## Stated problem
Edit all the rows that follow so that every "Target" becomes "Object", with nothing else changed. Leave the pictures out of your answer.

--- START ---

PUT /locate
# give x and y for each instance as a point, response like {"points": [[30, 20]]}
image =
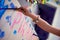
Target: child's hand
{"points": [[24, 11]]}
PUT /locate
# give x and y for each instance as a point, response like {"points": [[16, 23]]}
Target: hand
{"points": [[24, 11]]}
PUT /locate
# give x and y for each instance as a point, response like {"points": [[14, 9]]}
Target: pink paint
{"points": [[15, 19]]}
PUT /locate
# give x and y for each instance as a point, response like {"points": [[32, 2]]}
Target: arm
{"points": [[41, 23], [45, 26]]}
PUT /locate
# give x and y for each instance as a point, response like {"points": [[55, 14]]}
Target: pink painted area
{"points": [[15, 19]]}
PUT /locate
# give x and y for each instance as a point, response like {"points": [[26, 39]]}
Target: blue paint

--- END ---

## The result
PUT /locate
# give x and y for each instance as a point, response like {"points": [[30, 20]]}
image =
Object: child's hand
{"points": [[24, 11]]}
PUT /locate
# give x and y for each instance as a point, response like {"points": [[16, 23]]}
Object: hand
{"points": [[24, 11]]}
PUT /locate
# give x and y for each instance as a point, response like {"points": [[14, 9]]}
Object: pink paint
{"points": [[15, 19]]}
PUT /locate
# give x and y for each instance as a point, response like {"points": [[32, 2]]}
Object: arm
{"points": [[41, 23], [45, 26]]}
PUT /locate
# give x and y for each instance as a point, response like {"points": [[55, 14]]}
Object: pink painted area
{"points": [[15, 19]]}
PUT /locate
# give x and y for each instance as a point, response like {"points": [[26, 39]]}
Object: blue paint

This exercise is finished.